_Work instruction:_
Say how many lines below have "Find" in them, giving the number alone.

_Supplied records:_
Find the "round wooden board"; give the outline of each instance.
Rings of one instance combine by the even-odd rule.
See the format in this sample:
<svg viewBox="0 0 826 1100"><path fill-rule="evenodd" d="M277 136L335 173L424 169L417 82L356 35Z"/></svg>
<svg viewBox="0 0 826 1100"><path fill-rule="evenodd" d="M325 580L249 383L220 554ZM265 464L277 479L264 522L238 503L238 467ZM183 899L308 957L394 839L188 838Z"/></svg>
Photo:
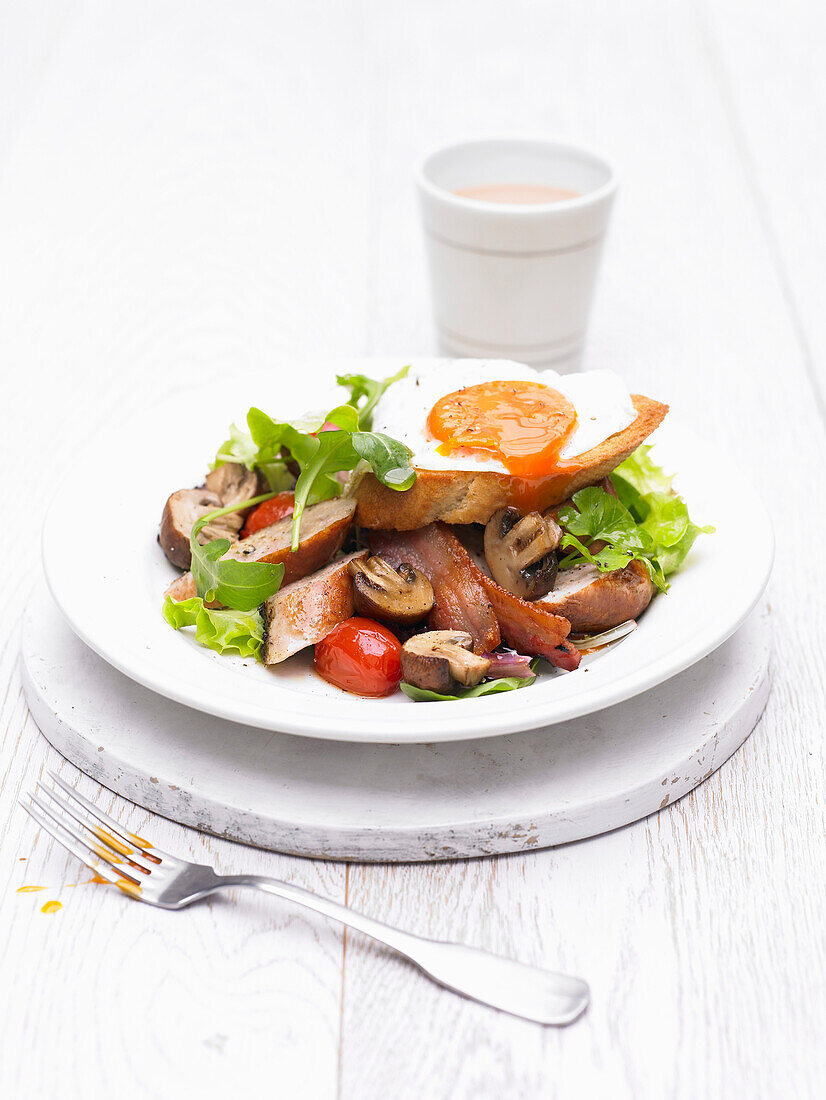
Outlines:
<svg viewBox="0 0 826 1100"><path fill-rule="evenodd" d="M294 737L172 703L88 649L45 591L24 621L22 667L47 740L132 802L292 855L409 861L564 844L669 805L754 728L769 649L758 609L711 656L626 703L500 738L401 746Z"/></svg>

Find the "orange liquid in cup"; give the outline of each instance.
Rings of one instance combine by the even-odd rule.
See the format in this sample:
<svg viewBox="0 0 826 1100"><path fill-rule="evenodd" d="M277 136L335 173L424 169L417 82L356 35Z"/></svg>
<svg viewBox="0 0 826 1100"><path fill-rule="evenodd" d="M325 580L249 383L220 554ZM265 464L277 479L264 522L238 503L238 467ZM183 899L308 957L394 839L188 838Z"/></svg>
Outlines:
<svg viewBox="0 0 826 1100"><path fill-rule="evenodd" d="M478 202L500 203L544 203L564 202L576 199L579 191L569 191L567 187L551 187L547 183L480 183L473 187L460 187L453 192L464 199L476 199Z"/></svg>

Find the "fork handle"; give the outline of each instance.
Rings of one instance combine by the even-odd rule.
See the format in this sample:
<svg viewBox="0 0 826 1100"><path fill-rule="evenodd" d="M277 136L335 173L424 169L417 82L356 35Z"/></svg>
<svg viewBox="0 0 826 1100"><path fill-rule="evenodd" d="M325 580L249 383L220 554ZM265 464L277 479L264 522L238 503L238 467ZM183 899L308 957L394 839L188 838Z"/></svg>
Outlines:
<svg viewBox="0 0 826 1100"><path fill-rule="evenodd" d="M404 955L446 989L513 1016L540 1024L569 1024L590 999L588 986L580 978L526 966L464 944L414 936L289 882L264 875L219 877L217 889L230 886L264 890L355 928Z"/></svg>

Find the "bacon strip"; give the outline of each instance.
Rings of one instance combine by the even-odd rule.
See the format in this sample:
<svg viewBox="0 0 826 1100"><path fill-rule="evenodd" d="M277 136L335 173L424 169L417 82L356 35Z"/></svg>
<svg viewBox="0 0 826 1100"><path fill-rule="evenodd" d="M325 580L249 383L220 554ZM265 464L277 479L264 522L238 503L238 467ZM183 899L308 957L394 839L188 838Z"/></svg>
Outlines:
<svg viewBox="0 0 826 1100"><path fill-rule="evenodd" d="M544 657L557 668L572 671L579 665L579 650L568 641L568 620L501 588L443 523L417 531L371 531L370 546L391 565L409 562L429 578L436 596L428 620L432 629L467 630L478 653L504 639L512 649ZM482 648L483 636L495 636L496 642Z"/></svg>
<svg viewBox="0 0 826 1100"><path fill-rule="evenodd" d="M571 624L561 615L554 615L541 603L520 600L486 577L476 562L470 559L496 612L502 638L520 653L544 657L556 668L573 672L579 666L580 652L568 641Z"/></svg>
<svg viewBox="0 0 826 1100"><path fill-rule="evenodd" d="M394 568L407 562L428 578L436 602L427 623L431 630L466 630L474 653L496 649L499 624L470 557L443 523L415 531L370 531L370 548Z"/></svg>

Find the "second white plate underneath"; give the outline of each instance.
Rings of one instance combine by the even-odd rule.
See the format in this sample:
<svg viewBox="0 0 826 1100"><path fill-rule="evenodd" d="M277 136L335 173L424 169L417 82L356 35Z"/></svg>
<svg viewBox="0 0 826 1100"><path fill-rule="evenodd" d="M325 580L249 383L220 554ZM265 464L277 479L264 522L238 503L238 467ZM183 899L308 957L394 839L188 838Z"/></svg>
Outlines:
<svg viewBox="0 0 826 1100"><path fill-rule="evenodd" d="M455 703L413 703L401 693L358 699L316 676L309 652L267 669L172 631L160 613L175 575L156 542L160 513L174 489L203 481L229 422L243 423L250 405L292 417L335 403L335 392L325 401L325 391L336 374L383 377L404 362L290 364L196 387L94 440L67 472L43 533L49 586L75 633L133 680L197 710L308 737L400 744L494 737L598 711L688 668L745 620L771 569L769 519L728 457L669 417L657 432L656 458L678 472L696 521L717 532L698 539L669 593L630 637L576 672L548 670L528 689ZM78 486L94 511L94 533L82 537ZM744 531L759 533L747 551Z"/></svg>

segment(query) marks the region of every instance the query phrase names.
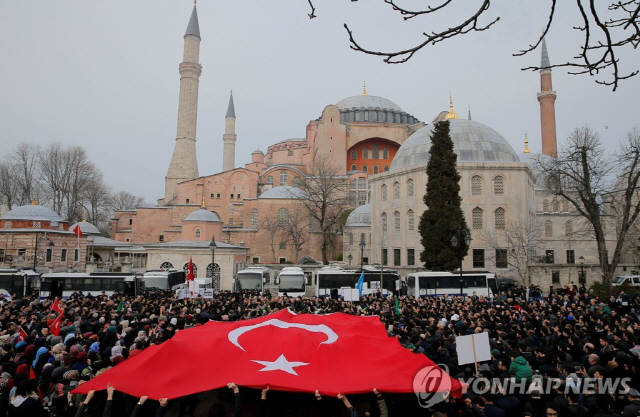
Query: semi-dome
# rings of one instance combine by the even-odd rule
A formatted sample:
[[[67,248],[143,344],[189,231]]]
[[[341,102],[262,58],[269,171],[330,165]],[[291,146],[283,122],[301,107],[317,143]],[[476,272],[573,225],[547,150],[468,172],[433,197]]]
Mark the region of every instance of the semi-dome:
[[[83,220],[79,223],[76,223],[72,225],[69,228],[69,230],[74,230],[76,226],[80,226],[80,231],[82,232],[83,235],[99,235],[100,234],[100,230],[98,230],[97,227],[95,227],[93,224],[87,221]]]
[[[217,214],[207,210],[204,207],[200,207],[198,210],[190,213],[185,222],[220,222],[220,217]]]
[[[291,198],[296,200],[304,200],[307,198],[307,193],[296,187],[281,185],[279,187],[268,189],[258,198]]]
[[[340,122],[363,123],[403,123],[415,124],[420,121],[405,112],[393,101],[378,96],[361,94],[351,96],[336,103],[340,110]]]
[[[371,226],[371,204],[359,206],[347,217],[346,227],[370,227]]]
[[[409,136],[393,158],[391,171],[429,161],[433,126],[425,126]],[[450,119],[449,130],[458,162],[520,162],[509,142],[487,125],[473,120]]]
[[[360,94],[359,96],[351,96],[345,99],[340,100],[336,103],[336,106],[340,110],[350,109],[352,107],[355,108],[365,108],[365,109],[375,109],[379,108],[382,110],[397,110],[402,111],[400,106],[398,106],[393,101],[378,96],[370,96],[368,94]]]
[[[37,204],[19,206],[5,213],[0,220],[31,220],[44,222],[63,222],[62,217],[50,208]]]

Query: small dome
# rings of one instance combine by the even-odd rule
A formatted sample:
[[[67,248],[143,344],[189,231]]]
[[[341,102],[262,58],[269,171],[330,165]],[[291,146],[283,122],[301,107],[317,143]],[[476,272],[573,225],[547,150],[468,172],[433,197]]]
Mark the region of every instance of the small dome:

...

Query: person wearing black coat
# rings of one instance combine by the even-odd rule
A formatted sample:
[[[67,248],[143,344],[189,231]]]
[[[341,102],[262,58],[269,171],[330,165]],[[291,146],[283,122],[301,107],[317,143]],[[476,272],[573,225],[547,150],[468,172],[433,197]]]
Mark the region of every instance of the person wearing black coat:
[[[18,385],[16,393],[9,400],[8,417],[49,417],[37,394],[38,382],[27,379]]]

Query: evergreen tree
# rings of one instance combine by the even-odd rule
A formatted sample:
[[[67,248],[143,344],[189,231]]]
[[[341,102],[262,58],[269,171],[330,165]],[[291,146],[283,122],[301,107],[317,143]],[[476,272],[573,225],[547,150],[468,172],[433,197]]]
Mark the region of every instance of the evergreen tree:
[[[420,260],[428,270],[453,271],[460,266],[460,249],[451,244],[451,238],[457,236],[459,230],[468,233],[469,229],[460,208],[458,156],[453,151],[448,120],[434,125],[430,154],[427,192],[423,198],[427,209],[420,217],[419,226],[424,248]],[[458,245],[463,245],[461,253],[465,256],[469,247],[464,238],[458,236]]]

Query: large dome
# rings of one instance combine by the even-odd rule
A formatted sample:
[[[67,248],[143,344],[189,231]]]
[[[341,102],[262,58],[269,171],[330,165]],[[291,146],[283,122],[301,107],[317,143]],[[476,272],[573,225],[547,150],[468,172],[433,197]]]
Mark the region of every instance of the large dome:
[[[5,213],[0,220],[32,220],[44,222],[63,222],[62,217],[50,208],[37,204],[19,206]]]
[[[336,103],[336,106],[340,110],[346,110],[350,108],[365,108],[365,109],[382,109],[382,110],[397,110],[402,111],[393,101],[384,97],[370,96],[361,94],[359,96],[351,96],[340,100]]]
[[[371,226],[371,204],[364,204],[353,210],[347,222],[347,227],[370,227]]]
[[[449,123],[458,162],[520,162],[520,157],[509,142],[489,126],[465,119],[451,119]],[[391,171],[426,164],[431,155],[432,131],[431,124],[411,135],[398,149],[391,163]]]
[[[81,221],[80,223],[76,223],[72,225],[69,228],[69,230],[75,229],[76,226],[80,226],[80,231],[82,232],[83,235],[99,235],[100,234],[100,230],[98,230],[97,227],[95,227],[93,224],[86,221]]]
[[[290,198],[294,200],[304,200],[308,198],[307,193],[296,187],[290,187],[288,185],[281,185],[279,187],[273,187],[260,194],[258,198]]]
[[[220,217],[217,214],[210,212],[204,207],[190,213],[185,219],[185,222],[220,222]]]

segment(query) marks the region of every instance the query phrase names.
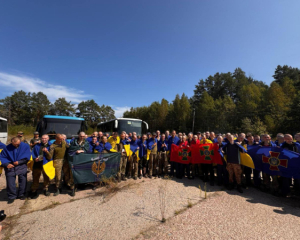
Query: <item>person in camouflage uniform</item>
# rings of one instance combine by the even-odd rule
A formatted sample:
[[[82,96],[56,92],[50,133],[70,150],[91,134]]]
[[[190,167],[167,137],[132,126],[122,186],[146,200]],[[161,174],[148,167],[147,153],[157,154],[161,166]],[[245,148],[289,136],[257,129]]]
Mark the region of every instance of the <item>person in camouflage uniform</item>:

* * *

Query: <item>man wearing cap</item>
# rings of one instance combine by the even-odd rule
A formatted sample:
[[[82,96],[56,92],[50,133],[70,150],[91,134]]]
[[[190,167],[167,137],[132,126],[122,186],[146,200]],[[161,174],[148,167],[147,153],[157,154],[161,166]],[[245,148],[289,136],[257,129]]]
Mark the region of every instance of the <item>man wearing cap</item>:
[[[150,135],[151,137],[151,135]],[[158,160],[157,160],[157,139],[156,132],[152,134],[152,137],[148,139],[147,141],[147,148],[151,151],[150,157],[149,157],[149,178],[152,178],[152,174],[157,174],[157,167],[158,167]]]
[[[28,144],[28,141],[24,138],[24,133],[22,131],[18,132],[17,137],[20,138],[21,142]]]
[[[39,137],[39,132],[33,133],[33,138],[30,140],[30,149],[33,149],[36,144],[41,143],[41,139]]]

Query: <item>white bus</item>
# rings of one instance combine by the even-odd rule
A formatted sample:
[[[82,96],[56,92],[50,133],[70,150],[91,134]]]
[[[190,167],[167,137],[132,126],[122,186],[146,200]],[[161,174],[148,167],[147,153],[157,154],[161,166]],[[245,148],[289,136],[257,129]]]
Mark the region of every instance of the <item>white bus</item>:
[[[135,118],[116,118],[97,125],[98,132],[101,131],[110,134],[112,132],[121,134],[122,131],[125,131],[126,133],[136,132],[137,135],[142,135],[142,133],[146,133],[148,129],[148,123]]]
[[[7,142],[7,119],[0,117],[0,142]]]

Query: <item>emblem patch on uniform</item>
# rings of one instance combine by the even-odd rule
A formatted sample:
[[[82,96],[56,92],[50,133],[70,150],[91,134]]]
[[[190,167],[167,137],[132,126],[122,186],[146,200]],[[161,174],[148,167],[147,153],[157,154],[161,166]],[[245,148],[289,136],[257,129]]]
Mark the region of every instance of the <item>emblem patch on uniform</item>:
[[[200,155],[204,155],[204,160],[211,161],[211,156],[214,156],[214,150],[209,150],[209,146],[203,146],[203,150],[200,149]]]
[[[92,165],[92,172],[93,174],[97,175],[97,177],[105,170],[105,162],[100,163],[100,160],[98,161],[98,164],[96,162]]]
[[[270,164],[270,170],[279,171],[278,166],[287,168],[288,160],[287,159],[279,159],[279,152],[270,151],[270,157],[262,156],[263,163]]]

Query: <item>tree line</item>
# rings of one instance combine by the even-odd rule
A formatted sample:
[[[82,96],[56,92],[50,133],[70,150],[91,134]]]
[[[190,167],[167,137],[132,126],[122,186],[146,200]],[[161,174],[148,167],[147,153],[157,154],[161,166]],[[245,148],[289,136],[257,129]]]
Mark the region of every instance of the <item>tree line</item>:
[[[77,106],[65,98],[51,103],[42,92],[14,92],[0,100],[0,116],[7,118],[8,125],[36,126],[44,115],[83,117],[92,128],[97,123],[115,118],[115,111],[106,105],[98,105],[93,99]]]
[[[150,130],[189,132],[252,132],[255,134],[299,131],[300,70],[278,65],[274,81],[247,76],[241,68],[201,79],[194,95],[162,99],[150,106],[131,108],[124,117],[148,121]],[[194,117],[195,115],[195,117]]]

_Task output:_
5